Goal of the exercise:
Write the line that contains "negative clicks: (261, 327) (243, 328)" and each one after it, word for word, ending with the final line of the data.

The data:
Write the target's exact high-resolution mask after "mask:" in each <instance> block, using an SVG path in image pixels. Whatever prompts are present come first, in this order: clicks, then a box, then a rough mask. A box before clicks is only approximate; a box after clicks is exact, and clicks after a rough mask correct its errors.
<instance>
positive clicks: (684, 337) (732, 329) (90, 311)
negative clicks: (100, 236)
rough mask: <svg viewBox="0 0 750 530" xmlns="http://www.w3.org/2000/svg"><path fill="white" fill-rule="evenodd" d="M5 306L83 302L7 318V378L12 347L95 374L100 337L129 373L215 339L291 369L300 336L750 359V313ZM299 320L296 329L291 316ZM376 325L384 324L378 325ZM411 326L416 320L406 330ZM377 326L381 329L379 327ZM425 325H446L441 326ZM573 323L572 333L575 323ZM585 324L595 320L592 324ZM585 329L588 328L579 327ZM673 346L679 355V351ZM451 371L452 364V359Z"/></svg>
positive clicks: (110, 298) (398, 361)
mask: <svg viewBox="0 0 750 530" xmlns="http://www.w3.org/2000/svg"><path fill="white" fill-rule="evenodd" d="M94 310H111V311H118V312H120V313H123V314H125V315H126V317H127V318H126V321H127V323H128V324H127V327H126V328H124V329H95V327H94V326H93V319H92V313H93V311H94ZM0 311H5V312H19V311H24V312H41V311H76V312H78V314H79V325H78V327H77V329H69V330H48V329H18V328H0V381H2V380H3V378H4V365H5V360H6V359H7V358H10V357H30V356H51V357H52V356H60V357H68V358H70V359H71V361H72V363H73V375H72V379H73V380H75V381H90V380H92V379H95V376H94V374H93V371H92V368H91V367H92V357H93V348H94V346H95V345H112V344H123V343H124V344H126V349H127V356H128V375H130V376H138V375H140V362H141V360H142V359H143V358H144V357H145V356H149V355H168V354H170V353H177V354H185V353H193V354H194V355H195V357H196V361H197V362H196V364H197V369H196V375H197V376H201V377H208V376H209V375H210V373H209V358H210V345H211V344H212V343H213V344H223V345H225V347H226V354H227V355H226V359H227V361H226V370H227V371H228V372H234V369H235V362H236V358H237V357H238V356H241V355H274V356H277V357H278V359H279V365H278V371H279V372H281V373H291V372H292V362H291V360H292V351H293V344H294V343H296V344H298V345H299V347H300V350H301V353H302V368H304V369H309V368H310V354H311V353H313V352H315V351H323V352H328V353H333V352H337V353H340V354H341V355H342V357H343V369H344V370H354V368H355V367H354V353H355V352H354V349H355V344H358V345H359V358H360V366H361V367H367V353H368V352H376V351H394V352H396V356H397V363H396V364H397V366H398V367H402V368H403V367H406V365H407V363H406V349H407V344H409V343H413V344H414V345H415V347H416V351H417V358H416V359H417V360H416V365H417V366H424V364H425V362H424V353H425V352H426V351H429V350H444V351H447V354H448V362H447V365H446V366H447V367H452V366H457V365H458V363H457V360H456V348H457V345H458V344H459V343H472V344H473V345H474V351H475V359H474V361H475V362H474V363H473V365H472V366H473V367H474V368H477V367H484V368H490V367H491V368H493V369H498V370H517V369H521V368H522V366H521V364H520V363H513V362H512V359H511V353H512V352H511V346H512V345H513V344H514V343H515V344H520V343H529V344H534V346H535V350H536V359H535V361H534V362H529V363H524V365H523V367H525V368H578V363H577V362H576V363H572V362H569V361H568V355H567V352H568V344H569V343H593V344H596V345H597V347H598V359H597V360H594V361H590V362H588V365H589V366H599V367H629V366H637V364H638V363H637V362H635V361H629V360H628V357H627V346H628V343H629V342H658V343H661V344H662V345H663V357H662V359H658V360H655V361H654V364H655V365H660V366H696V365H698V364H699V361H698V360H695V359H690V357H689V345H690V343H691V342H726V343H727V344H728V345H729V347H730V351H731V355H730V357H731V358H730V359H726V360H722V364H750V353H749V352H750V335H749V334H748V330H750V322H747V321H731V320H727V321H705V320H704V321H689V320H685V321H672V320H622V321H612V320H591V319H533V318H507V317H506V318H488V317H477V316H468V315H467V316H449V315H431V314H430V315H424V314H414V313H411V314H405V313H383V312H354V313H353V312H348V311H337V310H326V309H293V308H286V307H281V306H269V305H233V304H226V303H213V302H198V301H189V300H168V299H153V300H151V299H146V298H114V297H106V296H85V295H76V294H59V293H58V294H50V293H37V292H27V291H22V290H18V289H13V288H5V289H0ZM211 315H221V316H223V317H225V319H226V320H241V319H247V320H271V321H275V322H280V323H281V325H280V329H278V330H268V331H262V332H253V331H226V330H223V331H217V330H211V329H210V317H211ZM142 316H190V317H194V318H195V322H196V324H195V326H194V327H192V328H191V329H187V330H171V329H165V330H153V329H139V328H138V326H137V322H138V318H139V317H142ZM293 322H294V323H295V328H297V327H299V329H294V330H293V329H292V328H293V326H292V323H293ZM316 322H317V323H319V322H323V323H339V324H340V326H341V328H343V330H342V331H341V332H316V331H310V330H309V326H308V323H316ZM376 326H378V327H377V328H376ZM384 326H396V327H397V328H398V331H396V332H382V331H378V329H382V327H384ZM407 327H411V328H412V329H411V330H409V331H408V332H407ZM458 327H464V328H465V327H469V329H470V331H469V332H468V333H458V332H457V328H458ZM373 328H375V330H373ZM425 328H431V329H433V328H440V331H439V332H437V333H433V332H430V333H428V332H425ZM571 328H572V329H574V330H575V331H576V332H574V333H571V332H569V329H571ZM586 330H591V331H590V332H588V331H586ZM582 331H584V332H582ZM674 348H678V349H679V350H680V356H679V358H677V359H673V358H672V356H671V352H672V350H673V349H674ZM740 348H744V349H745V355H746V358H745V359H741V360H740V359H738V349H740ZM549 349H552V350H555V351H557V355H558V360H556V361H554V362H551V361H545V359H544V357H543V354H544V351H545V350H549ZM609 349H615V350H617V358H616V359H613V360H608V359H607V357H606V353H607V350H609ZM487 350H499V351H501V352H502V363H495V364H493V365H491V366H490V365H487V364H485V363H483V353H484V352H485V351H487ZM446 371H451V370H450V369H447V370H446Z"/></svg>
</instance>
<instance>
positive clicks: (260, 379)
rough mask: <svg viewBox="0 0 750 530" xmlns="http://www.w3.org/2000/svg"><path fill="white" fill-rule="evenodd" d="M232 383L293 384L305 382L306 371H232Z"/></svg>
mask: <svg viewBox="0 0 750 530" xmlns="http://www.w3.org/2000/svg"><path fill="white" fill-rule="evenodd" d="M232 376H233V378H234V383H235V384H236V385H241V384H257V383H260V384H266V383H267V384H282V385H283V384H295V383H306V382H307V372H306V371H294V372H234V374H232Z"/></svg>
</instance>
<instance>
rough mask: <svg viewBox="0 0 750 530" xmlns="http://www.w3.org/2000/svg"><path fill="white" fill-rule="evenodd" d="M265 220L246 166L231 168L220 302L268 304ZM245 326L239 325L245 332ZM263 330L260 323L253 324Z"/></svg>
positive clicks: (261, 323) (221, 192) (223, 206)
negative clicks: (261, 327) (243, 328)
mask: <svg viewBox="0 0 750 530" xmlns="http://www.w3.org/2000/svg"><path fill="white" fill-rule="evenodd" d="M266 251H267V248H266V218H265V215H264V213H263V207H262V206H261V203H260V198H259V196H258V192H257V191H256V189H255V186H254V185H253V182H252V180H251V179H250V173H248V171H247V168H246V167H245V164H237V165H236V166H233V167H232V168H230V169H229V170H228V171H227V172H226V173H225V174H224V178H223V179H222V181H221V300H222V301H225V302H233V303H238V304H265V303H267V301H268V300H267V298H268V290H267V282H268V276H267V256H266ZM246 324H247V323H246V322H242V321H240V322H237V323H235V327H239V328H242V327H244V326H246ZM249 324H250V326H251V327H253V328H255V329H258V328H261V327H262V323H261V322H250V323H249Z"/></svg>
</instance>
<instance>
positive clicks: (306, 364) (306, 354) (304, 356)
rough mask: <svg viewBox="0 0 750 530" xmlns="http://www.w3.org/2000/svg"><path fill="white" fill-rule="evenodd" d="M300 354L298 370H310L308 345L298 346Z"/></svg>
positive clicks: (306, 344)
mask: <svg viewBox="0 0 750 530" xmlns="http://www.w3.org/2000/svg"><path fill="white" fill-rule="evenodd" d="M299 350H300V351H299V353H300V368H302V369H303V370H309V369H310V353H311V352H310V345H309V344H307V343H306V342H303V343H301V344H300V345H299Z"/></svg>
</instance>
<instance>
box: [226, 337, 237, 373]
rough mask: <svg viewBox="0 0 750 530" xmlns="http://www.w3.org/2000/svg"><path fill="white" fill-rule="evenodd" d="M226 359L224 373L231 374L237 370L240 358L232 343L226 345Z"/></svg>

Response for this exercise:
negative clicks: (261, 327) (243, 328)
mask: <svg viewBox="0 0 750 530" xmlns="http://www.w3.org/2000/svg"><path fill="white" fill-rule="evenodd" d="M266 251H267V248H266V218H265V215H264V213H263V207H262V206H261V203H260V198H259V196H258V192H257V191H256V189H255V186H254V185H253V182H252V180H251V179H250V173H248V171H247V168H246V167H245V164H237V165H236V166H233V167H232V168H230V169H229V170H228V171H227V172H226V173H225V174H224V178H223V179H222V181H221V300H222V301H225V302H233V303H238V304H265V303H267V301H268V300H267V298H268V290H267V282H268V276H267V256H266ZM246 324H247V323H246V322H242V321H240V322H237V323H235V327H239V328H242V327H244V326H246ZM249 324H250V326H251V327H253V328H255V329H258V328H261V327H262V323H261V322H250V323H249Z"/></svg>
</instance>
<instance>
positive clicks: (306, 364) (306, 354) (304, 356)
rough mask: <svg viewBox="0 0 750 530" xmlns="http://www.w3.org/2000/svg"><path fill="white" fill-rule="evenodd" d="M300 354L298 370H310L308 345L298 346Z"/></svg>
positive clicks: (306, 344)
mask: <svg viewBox="0 0 750 530" xmlns="http://www.w3.org/2000/svg"><path fill="white" fill-rule="evenodd" d="M299 350H300V351H299V353H300V368H302V369H303V370H309V369H310V353H311V352H310V345H309V344H307V343H306V342H303V343H301V344H300V345H299Z"/></svg>
</instance>
<instance>
box: [226, 337, 237, 373]
rough mask: <svg viewBox="0 0 750 530" xmlns="http://www.w3.org/2000/svg"><path fill="white" fill-rule="evenodd" d="M226 359L224 373L231 374L237 370L240 358L232 343L226 345Z"/></svg>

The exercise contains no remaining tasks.